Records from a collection
BEGIN

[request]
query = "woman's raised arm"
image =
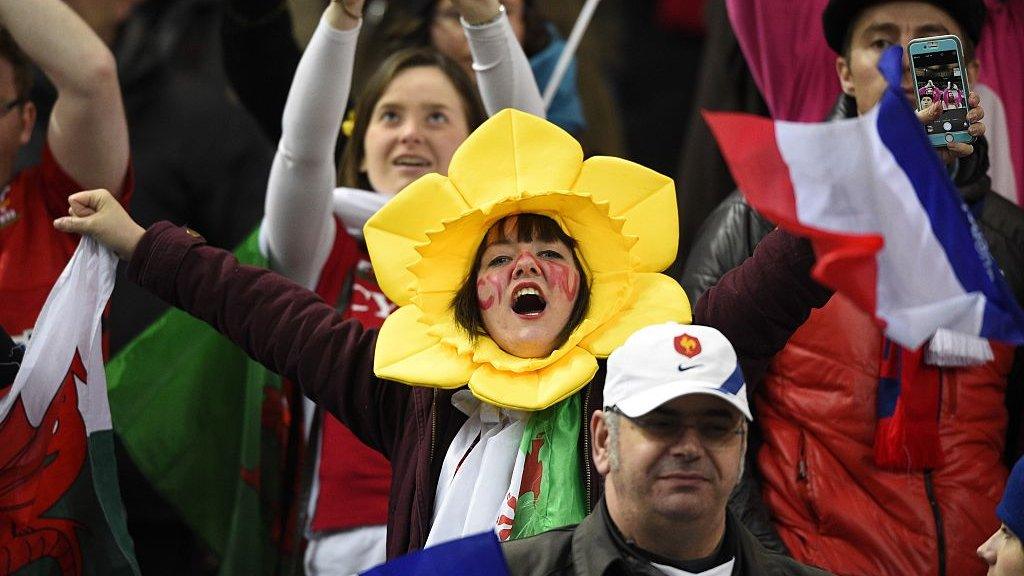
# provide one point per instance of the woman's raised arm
(298, 229)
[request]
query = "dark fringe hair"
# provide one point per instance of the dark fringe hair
(465, 304)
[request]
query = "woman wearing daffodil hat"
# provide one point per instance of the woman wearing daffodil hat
(516, 275)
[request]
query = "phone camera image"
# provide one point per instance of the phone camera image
(941, 80)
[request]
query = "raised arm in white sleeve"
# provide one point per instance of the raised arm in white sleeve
(503, 73)
(298, 230)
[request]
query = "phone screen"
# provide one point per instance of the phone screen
(941, 79)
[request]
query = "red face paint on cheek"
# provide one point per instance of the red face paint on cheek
(488, 289)
(562, 277)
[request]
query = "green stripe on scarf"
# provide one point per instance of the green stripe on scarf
(551, 445)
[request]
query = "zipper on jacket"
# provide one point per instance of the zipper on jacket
(939, 530)
(433, 426)
(586, 444)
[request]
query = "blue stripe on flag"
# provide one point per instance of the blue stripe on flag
(888, 395)
(903, 134)
(473, 556)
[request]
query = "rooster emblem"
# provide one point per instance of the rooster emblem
(687, 345)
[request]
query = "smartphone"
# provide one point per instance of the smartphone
(940, 75)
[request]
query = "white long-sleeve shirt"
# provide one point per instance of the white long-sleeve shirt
(298, 229)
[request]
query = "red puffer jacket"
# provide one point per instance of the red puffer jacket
(833, 507)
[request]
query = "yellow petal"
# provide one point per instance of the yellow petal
(655, 298)
(645, 199)
(514, 152)
(538, 389)
(407, 353)
(403, 223)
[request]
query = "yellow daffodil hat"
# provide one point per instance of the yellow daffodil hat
(423, 242)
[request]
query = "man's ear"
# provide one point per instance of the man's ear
(600, 448)
(28, 123)
(845, 76)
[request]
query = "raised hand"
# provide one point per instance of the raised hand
(977, 127)
(477, 11)
(344, 14)
(97, 213)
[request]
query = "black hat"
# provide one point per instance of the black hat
(840, 15)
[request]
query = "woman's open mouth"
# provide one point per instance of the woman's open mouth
(528, 301)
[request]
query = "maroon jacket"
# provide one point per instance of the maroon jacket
(291, 331)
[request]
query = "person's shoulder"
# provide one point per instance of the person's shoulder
(785, 566)
(1001, 216)
(544, 554)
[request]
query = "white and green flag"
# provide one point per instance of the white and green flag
(60, 509)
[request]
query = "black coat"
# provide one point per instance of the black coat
(590, 549)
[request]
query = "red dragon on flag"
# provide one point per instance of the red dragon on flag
(38, 464)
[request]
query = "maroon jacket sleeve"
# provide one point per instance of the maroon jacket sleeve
(761, 302)
(280, 324)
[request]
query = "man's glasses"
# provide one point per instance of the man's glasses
(715, 430)
(6, 108)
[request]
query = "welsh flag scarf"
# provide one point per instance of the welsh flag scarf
(551, 492)
(511, 471)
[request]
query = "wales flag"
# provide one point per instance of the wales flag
(214, 434)
(60, 509)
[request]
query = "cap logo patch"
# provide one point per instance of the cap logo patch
(687, 345)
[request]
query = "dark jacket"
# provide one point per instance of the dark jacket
(293, 332)
(591, 549)
(199, 158)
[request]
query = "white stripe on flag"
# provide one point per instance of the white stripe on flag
(842, 173)
(70, 320)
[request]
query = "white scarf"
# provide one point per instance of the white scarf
(479, 470)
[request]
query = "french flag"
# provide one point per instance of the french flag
(888, 227)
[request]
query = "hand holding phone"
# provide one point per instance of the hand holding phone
(940, 79)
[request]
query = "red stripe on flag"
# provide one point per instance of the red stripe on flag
(749, 145)
(845, 262)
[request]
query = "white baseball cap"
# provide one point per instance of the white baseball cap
(664, 362)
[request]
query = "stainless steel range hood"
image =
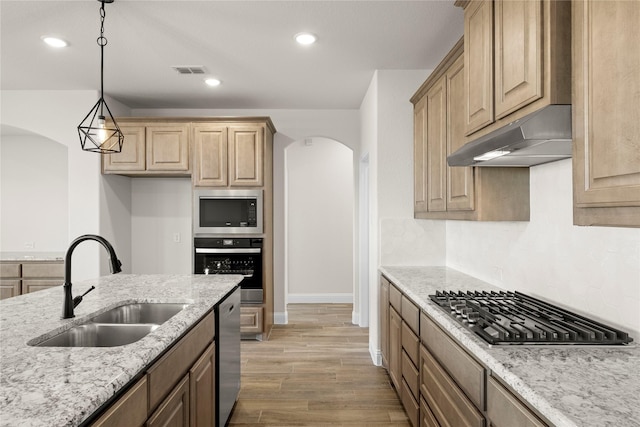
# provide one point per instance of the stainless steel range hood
(540, 137)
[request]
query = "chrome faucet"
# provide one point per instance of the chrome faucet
(69, 302)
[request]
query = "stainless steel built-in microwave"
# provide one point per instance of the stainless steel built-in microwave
(218, 212)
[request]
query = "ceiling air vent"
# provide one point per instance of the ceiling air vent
(189, 69)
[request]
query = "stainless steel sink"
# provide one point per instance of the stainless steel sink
(99, 335)
(119, 326)
(140, 313)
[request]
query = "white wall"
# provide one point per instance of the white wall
(291, 126)
(592, 270)
(319, 214)
(33, 194)
(55, 115)
(160, 215)
(387, 136)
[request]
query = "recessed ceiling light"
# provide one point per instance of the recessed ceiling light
(54, 41)
(212, 82)
(306, 38)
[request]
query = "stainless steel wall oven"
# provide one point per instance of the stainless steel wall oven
(231, 255)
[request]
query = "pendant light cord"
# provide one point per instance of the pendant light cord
(102, 42)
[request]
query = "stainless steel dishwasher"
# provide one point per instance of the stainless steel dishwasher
(227, 356)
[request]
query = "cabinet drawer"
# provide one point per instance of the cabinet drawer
(449, 404)
(251, 320)
(10, 271)
(29, 286)
(468, 373)
(410, 375)
(410, 344)
(427, 419)
(411, 314)
(395, 298)
(410, 404)
(165, 373)
(130, 410)
(43, 270)
(504, 409)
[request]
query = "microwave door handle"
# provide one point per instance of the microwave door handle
(228, 251)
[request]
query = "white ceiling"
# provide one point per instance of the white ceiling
(247, 44)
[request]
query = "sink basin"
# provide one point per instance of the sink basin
(119, 326)
(99, 335)
(155, 313)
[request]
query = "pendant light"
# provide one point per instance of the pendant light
(98, 131)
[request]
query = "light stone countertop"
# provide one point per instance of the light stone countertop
(55, 386)
(31, 256)
(570, 386)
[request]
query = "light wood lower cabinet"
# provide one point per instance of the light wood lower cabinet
(17, 278)
(439, 383)
(177, 390)
(174, 410)
(202, 386)
(606, 117)
(251, 320)
(129, 410)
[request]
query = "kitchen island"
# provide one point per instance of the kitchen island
(57, 386)
(569, 386)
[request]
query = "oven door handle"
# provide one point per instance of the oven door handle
(228, 251)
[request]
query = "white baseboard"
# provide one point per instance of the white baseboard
(320, 298)
(376, 355)
(355, 317)
(281, 318)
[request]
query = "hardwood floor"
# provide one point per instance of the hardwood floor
(315, 371)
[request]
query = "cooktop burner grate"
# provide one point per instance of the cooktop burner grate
(515, 318)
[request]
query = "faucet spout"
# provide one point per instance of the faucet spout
(69, 302)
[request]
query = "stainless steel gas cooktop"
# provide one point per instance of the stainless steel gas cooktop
(507, 318)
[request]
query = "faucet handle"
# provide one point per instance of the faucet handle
(77, 300)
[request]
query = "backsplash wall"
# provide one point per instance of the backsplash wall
(591, 270)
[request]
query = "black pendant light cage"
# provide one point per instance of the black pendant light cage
(99, 132)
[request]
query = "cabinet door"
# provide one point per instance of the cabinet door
(517, 54)
(168, 148)
(384, 321)
(246, 155)
(174, 410)
(132, 156)
(460, 184)
(9, 288)
(210, 157)
(606, 120)
(420, 156)
(251, 320)
(129, 410)
(202, 383)
(437, 147)
(478, 64)
(395, 348)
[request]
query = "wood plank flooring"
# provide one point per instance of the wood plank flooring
(315, 371)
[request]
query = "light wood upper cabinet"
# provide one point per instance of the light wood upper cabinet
(517, 60)
(478, 60)
(229, 155)
(518, 54)
(246, 146)
(465, 193)
(606, 117)
(437, 147)
(460, 184)
(210, 155)
(133, 154)
(168, 148)
(150, 148)
(419, 156)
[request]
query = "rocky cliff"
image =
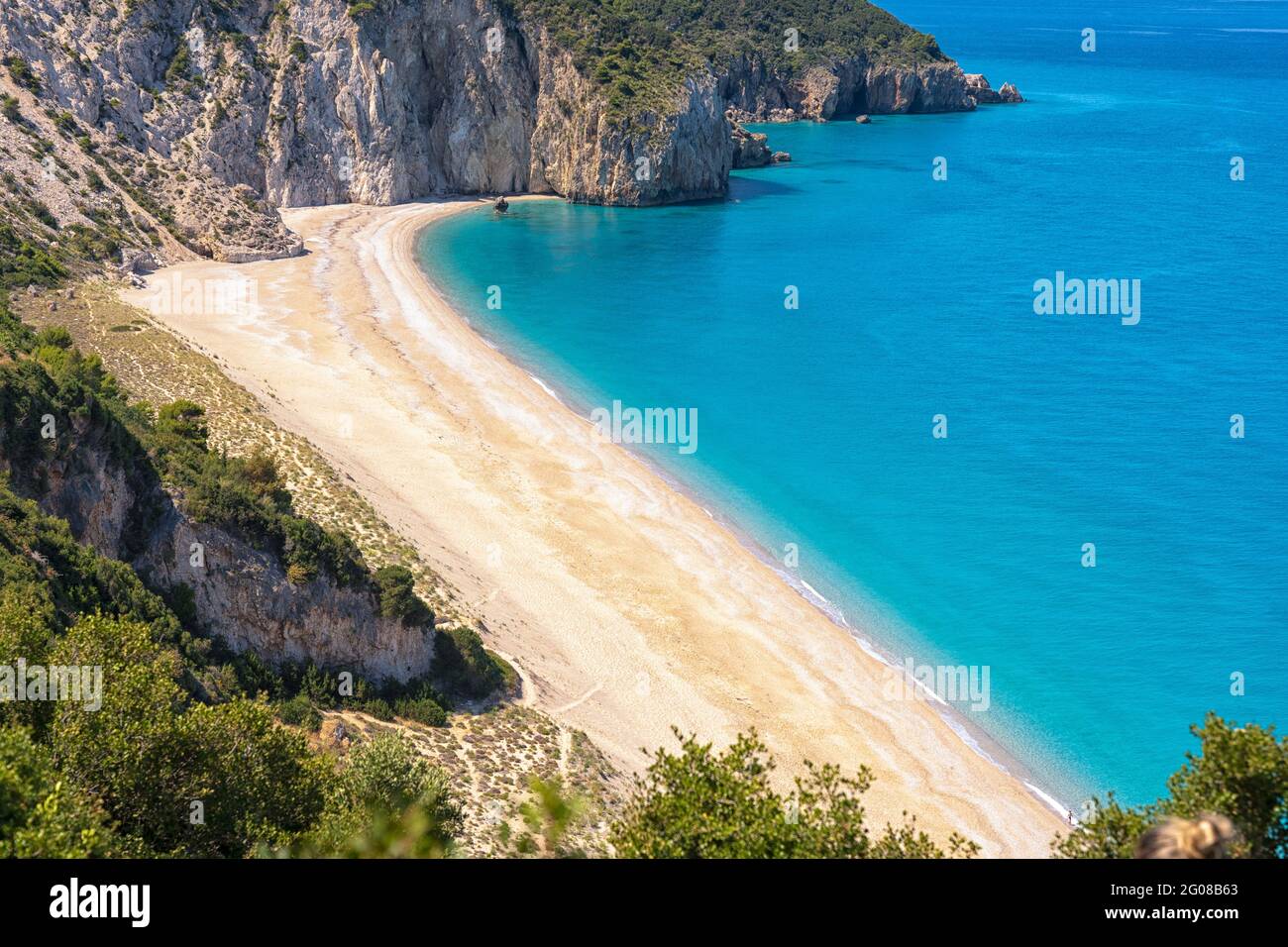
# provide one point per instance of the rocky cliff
(205, 115)
(91, 474)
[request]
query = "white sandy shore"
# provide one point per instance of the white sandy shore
(629, 608)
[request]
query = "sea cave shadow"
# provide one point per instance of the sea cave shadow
(747, 188)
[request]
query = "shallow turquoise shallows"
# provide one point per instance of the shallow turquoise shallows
(917, 299)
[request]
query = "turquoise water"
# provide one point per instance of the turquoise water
(915, 298)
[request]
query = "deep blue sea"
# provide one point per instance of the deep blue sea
(915, 299)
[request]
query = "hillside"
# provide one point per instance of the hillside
(180, 127)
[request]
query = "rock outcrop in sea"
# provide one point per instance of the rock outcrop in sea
(207, 116)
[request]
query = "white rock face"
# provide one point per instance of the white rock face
(241, 592)
(304, 103)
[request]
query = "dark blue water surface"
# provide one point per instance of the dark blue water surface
(915, 299)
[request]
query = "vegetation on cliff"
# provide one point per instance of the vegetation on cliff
(640, 51)
(184, 755)
(1239, 772)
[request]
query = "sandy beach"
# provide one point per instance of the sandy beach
(626, 605)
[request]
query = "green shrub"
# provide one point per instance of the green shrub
(398, 599)
(299, 711)
(22, 73)
(463, 665)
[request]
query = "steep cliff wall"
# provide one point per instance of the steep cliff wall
(93, 474)
(210, 114)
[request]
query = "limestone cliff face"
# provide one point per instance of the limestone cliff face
(241, 592)
(850, 85)
(214, 114)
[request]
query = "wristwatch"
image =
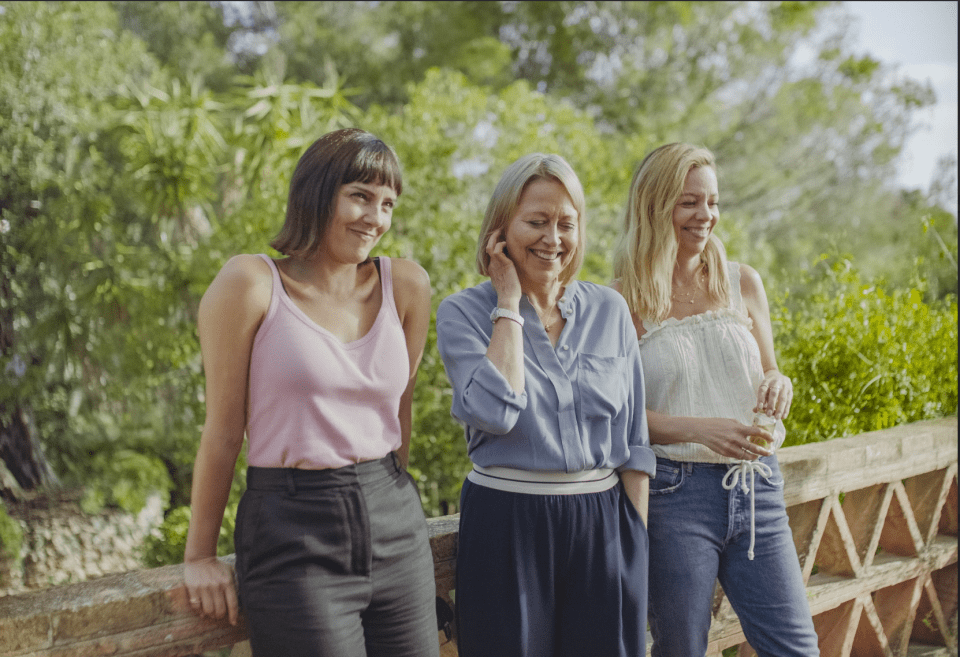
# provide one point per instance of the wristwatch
(499, 312)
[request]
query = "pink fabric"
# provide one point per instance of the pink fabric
(316, 402)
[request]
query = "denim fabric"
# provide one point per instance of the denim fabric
(699, 533)
(550, 575)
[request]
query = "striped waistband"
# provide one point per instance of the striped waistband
(537, 482)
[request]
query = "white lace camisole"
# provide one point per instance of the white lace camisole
(707, 365)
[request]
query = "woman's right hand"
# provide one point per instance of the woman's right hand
(733, 439)
(502, 271)
(211, 589)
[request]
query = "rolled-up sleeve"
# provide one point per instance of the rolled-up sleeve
(641, 456)
(482, 397)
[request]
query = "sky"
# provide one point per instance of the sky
(920, 38)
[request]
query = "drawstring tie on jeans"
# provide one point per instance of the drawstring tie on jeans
(738, 474)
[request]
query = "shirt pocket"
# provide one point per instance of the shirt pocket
(601, 384)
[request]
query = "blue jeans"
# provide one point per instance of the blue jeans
(699, 533)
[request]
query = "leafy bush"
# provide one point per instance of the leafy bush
(11, 536)
(861, 357)
(124, 479)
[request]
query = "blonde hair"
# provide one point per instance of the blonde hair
(646, 251)
(506, 197)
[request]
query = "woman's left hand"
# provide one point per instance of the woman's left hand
(775, 394)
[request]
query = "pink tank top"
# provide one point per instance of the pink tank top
(316, 402)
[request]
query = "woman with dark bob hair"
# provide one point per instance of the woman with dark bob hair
(552, 558)
(314, 356)
(715, 402)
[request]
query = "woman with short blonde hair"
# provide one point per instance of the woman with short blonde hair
(547, 384)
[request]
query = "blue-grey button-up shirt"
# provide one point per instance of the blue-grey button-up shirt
(583, 403)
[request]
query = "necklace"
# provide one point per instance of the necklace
(689, 297)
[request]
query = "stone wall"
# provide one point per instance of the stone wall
(64, 545)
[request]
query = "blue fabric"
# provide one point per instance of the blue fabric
(699, 533)
(583, 403)
(550, 575)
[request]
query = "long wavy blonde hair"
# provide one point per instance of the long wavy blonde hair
(646, 252)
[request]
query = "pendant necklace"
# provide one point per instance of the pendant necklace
(689, 297)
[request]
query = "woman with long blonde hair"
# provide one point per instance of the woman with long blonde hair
(715, 403)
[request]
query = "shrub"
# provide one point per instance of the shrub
(861, 357)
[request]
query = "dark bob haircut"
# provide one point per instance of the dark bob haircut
(338, 158)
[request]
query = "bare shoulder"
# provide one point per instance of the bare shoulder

END

What is being asked: For each line above that contains the word "bare", give the line as it is written.

Task output:
query = "bare shoulder"
# provide one point per instance of the bare shoulder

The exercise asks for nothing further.